__PROVIDED PASSAGE__:
= Macroecology =

Study of relationships between organisms and their environment at large spatial scales

Macroecology is a subfield in ecology that uses a methodological approach that investigates the empirical patterns and mechanistic processes by which the particulate components of complex ecological systems generate emergent structures and dynamics Unlike traditional ecology, which focuses on local and small-scale interactions, macroecology seeks to identify general emergent patterns within and across spatial and temporal scales.

One of the main tenets of macroecology is that, despite the apparent complexity and randomness of ecological systems, they exhibit a significant degree of order. This order is particularly evident in statistical patterns related to organism interactions, their relationships with the environment, and the emergent structures and dynamics of ecological systems. As put by Brown (1999), "Despite their complexity, ecological systems are not haphazard collections of organisms interacting randomly. Instead, they exhibit a great deal of order: in the kinds of organisms that make up the system, like their interactions with each other and their nonliving environment, and especially in the emergent structure and dynamics of the system. This order is perhaps best revealed in certain statistical patterns." Lawton aptly captures the essence of macroecology: "Macroecology ... seeks to get above the mind‐boggling details of local community assembly to find a bigger picture, whereby a kind of statistical order emerges from the scrum.” Thus, macroecology often aims to elucidate statistical patterns of abundance, distribution, and diversity across different biological scales.

__BRIEF 1__:
Summarize the macroecology article in two sentences.
__BRIEF 2__:
According to the macroecology article, why does macroecology often aim to elucidate statistical patterns? Answer in one to three sentences.
__BRIEF 3__:
In the macroecology article, what does traditional ecology focus on?
The rows that come next are separate material and unrelated to the macroecology article.

__INFORMATION__:

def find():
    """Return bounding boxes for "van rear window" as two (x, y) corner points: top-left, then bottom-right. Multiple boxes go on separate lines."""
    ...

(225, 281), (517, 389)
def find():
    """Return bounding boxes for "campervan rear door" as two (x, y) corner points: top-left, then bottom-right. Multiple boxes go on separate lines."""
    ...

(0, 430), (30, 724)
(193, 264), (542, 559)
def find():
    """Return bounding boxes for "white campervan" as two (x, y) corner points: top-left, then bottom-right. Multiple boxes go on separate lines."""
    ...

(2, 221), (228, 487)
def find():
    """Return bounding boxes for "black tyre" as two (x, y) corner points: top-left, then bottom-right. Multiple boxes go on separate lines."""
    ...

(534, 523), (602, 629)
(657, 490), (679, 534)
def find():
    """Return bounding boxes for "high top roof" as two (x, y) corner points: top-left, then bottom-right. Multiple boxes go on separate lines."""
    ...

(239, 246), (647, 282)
---
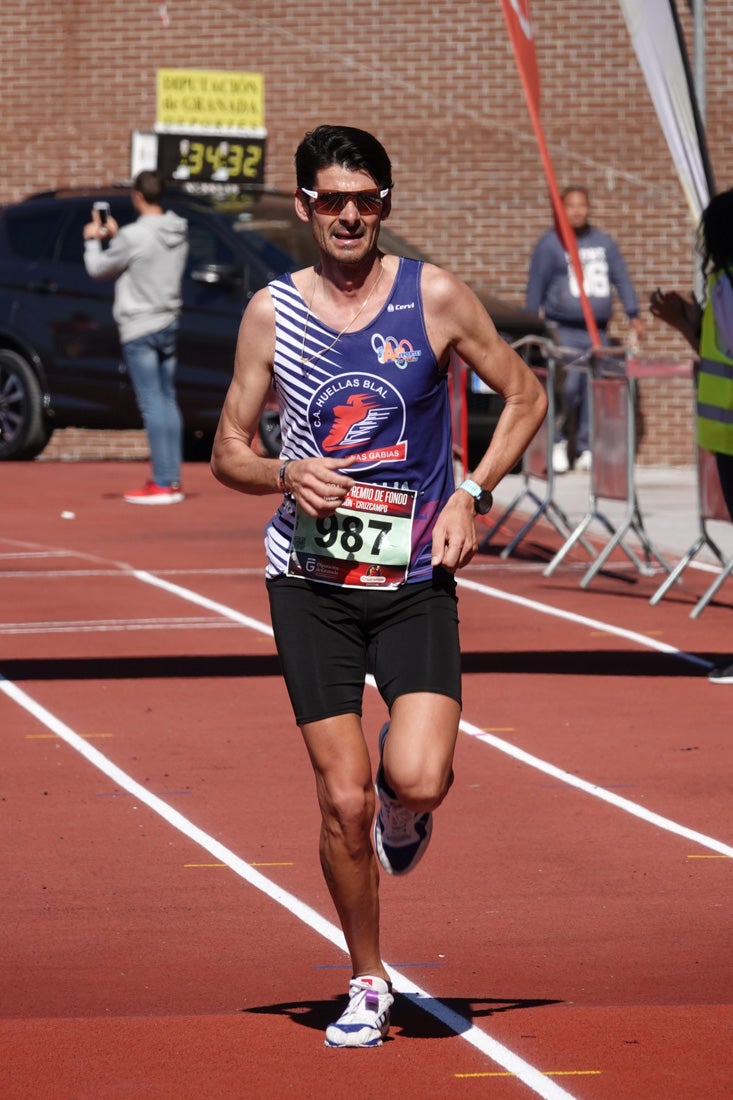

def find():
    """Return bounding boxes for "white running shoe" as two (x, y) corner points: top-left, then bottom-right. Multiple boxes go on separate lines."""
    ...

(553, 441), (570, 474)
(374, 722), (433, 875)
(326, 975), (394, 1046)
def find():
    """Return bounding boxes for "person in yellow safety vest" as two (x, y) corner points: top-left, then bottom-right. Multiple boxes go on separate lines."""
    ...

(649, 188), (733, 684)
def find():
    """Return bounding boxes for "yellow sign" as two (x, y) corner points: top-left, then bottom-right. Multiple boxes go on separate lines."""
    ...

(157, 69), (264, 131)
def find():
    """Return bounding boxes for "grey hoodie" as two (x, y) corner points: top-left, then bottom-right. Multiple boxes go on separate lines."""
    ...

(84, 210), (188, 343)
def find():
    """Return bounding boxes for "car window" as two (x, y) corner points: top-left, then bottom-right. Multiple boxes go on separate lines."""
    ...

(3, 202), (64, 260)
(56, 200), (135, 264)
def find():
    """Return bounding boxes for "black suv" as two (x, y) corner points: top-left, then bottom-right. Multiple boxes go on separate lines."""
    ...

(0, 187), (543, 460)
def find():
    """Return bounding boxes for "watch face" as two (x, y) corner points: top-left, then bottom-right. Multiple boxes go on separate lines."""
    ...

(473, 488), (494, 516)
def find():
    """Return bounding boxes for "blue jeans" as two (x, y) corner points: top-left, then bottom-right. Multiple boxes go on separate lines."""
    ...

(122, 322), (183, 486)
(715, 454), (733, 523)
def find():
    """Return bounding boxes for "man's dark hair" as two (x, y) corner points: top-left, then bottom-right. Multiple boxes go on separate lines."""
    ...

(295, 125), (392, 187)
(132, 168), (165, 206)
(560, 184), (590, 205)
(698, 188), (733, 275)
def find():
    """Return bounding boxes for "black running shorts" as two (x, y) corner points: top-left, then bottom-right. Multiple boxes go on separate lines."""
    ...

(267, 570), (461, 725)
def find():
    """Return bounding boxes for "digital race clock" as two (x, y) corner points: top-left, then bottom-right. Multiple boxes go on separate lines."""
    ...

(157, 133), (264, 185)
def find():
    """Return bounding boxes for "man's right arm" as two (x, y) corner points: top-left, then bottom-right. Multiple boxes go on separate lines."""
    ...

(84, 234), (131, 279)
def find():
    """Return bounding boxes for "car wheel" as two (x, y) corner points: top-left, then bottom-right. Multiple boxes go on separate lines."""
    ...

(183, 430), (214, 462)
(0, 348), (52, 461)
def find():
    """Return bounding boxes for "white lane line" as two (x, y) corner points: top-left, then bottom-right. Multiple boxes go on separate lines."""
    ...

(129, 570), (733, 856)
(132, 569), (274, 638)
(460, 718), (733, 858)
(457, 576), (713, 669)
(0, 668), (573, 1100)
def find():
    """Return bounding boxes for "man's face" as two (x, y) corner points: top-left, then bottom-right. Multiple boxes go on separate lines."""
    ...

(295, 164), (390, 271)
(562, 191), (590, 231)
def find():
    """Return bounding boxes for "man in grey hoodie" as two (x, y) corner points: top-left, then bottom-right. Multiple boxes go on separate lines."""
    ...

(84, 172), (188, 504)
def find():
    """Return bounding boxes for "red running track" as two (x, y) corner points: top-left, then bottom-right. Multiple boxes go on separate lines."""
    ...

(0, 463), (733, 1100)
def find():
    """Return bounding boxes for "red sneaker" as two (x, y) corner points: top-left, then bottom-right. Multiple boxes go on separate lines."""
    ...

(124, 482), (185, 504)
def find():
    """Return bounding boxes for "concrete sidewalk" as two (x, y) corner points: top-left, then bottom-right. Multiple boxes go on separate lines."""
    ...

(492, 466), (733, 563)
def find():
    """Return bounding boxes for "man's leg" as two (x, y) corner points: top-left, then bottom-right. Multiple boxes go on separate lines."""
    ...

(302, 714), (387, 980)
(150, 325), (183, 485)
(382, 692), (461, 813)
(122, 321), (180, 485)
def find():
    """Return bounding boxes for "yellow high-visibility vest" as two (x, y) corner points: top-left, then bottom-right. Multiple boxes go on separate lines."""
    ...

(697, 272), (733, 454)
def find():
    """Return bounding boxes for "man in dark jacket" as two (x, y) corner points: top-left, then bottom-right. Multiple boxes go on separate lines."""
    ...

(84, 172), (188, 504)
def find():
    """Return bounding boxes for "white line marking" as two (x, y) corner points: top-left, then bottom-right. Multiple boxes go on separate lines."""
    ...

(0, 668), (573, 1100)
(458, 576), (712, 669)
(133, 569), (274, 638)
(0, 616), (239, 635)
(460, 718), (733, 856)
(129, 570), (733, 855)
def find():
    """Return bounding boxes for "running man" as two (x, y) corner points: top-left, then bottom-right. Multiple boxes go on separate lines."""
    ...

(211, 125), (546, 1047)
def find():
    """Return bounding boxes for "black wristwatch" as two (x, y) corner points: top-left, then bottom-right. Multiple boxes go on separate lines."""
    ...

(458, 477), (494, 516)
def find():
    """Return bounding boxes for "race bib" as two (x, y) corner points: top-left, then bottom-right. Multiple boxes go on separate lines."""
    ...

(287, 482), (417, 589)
* * *
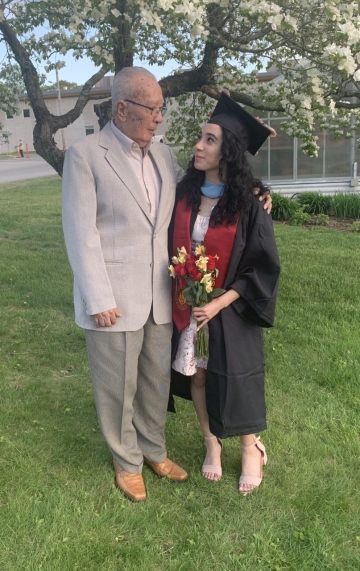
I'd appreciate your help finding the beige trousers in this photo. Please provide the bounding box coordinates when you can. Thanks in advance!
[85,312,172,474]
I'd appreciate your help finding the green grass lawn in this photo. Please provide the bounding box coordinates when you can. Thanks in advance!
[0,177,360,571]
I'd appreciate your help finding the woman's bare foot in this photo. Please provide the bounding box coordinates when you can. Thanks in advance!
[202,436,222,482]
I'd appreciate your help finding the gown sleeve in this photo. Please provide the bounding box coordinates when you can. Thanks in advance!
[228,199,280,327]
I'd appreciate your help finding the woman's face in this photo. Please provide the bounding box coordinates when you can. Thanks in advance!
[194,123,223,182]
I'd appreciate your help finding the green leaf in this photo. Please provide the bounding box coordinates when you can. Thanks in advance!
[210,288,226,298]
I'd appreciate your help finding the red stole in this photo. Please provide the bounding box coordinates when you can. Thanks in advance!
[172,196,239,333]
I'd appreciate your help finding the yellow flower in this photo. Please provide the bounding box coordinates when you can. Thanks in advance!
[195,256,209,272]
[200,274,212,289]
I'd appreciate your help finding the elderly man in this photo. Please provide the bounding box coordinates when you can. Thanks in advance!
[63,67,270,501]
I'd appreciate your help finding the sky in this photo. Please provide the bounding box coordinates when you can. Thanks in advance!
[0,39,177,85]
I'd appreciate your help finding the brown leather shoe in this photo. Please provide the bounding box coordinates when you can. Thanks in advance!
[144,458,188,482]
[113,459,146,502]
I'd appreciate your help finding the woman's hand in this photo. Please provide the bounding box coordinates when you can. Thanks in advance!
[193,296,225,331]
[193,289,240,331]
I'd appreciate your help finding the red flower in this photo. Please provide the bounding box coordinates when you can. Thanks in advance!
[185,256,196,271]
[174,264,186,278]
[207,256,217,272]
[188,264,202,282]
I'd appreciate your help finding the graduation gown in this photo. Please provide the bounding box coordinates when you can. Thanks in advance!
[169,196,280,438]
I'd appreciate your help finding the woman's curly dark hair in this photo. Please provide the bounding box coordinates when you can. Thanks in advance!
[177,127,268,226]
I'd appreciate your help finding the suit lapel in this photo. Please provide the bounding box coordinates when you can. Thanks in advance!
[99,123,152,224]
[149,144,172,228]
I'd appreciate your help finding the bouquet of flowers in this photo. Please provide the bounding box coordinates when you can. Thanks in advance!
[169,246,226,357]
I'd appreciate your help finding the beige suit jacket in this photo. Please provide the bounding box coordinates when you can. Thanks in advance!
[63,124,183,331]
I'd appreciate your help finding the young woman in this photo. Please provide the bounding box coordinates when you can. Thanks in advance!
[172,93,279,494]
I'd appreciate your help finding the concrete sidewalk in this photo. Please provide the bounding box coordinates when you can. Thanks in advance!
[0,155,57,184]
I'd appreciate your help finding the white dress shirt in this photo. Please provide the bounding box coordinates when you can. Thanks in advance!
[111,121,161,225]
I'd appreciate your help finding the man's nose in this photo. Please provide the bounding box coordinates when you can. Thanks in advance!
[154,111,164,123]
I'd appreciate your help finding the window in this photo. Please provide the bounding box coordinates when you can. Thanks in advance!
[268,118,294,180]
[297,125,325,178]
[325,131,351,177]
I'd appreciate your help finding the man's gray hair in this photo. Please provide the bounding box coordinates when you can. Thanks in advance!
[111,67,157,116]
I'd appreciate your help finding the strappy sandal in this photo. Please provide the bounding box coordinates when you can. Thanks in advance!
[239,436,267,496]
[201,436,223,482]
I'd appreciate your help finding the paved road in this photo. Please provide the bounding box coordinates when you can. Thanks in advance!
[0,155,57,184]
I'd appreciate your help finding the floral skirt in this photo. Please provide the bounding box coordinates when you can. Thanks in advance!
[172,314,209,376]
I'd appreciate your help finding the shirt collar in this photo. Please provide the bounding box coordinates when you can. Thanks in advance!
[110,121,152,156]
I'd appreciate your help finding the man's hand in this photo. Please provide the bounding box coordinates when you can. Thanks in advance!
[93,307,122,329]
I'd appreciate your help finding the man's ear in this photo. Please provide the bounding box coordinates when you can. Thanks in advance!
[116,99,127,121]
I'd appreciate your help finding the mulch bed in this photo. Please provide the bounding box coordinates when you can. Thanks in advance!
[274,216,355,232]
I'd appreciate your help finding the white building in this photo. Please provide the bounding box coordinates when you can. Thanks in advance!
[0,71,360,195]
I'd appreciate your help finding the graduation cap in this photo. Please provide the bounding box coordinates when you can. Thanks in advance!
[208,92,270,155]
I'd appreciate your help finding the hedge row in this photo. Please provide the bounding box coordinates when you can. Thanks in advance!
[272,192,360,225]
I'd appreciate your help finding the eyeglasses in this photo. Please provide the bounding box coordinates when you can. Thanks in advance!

__EXERCISE RESULT 1__:
Macroecology is a subfield of ecology that looks for general emergent patterns within and across spatial and temporal scales, unlike traditional ecology, which focuses on local and small-scale interactions. A main tenet is that ecological systems show a significant degree of order despite their apparent complexity and randomness, so the field often aims to elucidate statistical patterns of abundance, distribution, and diversity across biological scales.

__EXERCISE RESULT 2__:
The article holds that ecological systems are not haphazard but exhibit a great deal of order. This order is particularly evident in statistical patterns, so macroecology focuses on such patterns of abundance, distribution, and diversity.

__EXERCISE RESULT 3__:
Traditional ecology focuses on local and small-scale interactions.